→ Task to complete:
Only the lines from the line holding "Reviewer note: every instance of the white shorts" to the last line should be output, each exactly as given.

→ Records:
········

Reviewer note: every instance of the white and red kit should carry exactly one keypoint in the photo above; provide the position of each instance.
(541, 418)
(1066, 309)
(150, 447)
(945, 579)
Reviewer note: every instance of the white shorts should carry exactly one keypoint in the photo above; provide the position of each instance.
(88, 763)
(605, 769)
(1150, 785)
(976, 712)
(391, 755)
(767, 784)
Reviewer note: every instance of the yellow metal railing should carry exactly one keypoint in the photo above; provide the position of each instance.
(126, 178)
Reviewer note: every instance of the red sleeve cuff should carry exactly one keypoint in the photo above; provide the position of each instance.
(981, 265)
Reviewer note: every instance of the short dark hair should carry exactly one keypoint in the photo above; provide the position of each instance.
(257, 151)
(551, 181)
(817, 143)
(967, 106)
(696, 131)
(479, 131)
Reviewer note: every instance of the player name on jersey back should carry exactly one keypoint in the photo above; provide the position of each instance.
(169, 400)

········

→ Solution to this problem:
Reviewer note: every instance of the white shorts should carry exactly one keypoint in the photo above; provide the position of each instance.
(88, 763)
(605, 769)
(1150, 785)
(976, 712)
(391, 755)
(767, 784)
Reviewer note: every instance of the yellow metal railing should carry exactly one keypoint in the photo above; provide the position of each instance.
(126, 178)
Reviewer note: every instance of the red sleeve cuff should carry exactly one keypoint in the photo above; provide the position of each instance.
(981, 265)
Reviewer note: every instance of the short dark hair should carry exactly one keypoint in the photo above; provide the position of each instance.
(257, 151)
(551, 181)
(817, 143)
(967, 106)
(696, 131)
(479, 131)
Reviewer note: every instance of the player name on jersey back should carry exactly one keypoint in the photo above; provide the position of each instance.
(169, 400)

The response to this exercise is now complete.